(Extracted data entries)
☆ ☆ ☆ ☆ ☆
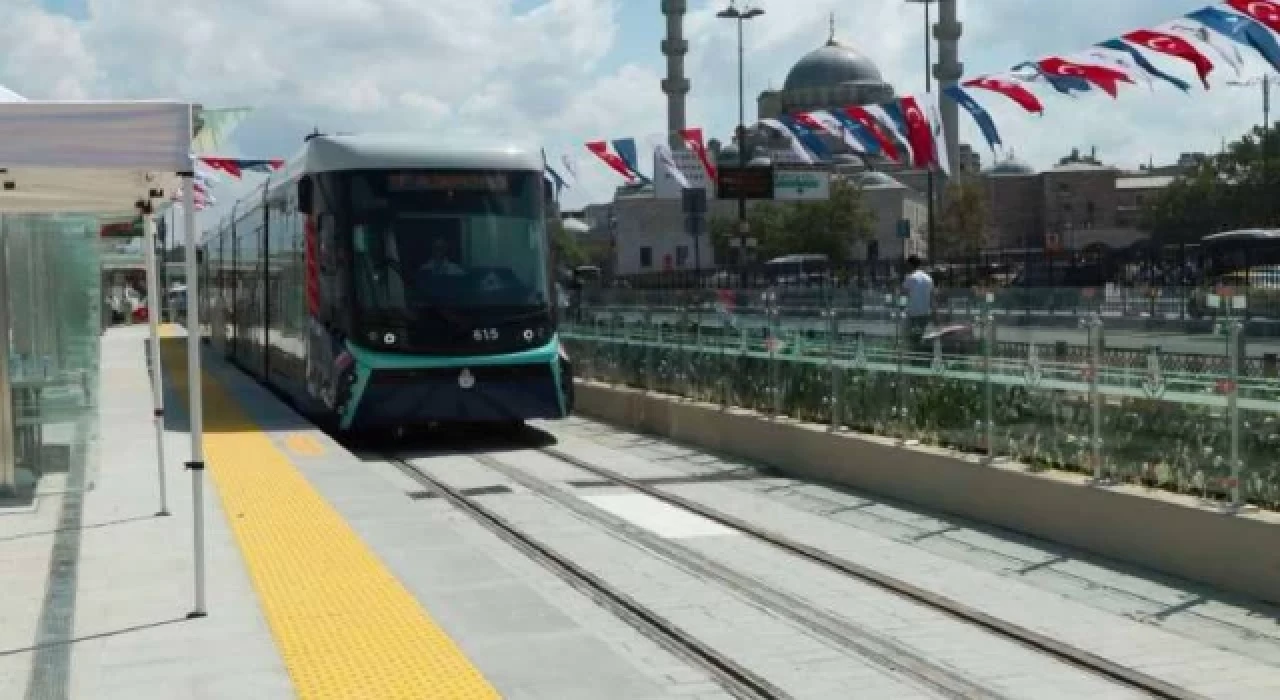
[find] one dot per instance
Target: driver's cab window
(382, 275)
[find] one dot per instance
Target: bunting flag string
(234, 167)
(909, 129)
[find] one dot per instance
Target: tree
(565, 247)
(961, 220)
(1229, 191)
(819, 227)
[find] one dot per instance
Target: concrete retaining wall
(1166, 532)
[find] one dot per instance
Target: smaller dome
(1010, 167)
(576, 227)
(874, 178)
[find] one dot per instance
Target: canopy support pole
(155, 305)
(195, 389)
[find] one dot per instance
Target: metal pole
(743, 225)
(1095, 325)
(832, 337)
(149, 233)
(990, 398)
(1233, 408)
(1266, 147)
(193, 387)
(928, 87)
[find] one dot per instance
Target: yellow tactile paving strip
(344, 625)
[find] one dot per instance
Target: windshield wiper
(456, 323)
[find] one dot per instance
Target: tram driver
(439, 262)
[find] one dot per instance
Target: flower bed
(1156, 440)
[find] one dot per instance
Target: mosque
(639, 233)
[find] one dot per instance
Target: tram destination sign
(435, 182)
(754, 182)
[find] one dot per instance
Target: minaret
(676, 86)
(947, 71)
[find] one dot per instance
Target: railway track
(832, 630)
(1080, 658)
(739, 681)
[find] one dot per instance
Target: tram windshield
(435, 239)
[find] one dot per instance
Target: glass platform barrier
(51, 293)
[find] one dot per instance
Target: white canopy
(91, 156)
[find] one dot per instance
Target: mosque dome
(1010, 167)
(831, 65)
(874, 178)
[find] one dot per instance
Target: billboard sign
(801, 184)
(753, 182)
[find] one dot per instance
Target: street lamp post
(744, 228)
(928, 87)
(1265, 81)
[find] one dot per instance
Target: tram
(379, 282)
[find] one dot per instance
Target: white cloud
(481, 69)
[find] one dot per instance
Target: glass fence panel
(53, 286)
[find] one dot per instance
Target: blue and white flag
(979, 114)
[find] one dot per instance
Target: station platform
(336, 575)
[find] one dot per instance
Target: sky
(557, 73)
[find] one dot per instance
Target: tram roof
(328, 154)
(1242, 236)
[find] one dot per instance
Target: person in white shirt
(918, 289)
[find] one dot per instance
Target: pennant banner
(234, 167)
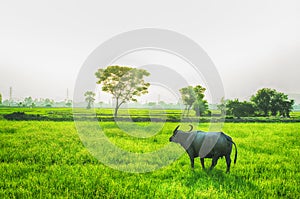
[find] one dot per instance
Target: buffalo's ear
(176, 129)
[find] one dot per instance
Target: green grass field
(41, 159)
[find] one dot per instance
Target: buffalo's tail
(230, 140)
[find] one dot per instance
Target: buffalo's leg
(202, 163)
(228, 161)
(192, 162)
(214, 162)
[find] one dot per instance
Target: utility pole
(10, 96)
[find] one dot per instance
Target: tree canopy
(89, 98)
(124, 83)
(193, 97)
(271, 101)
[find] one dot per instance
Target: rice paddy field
(47, 159)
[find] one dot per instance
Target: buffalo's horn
(176, 129)
(191, 127)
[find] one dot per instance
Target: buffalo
(205, 145)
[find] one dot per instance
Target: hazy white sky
(253, 44)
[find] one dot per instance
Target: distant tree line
(193, 97)
(30, 102)
(265, 102)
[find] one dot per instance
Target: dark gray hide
(205, 145)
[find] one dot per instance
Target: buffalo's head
(174, 138)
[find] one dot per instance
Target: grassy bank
(47, 159)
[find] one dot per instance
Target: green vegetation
(45, 159)
(89, 98)
(265, 102)
(124, 83)
(194, 97)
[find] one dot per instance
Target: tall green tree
(262, 100)
(222, 106)
(28, 102)
(124, 83)
(188, 97)
(240, 109)
(200, 105)
(194, 97)
(89, 98)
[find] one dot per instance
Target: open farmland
(47, 159)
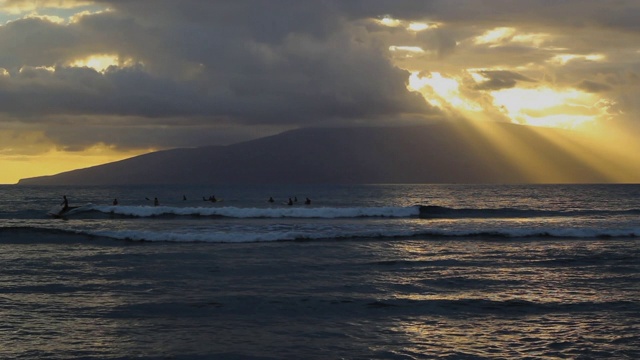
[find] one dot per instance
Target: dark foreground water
(511, 272)
(396, 299)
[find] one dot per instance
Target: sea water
(363, 272)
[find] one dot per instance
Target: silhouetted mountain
(446, 152)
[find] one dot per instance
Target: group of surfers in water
(212, 198)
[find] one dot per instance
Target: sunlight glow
(565, 58)
(416, 26)
(15, 167)
(97, 62)
(568, 108)
(101, 62)
(388, 21)
(500, 34)
(441, 91)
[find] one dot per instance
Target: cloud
(593, 87)
(500, 79)
(208, 68)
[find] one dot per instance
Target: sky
(93, 81)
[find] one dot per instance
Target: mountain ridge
(444, 152)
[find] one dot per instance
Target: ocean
(362, 272)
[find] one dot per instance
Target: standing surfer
(65, 203)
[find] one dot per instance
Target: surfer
(65, 203)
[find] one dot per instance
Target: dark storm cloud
(271, 62)
(281, 63)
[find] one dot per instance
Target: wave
(441, 212)
(247, 213)
(416, 211)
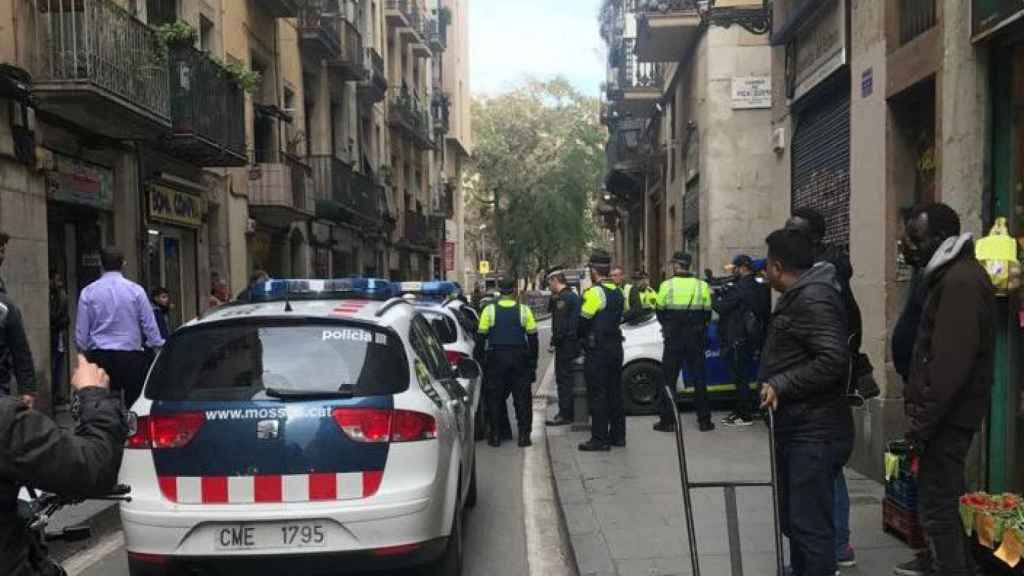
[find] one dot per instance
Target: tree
☆ ☆ ☆ ☆ ☆
Your task: Leave the pictures out, and copy exactly each line from the one containing "Target: sunlight glow" through the final line of the data.

Task result:
Target: sunlight glow
(565, 58)
(416, 26)
(15, 167)
(97, 62)
(568, 108)
(101, 62)
(388, 21)
(500, 34)
(441, 91)
[find] one dot per instance
Target: cloud
(593, 87)
(500, 79)
(208, 68)
[find] one dot per instance
Target: sky
(93, 81)
[find] one dot per instance
Target: mountain ridge
(444, 152)
[find] one dot per instance
Target: ocean
(362, 272)
[find] one dot per instance
Target: standing surfer
(65, 203)
[find] one dot per instance
Target: surfer
(65, 203)
[find] one dot per instance
Target: dark storm cloud
(271, 62)
(281, 63)
[find] one dot per instance
Target: wave
(441, 212)
(247, 213)
(416, 211)
[find] one dot per instance
Target: tree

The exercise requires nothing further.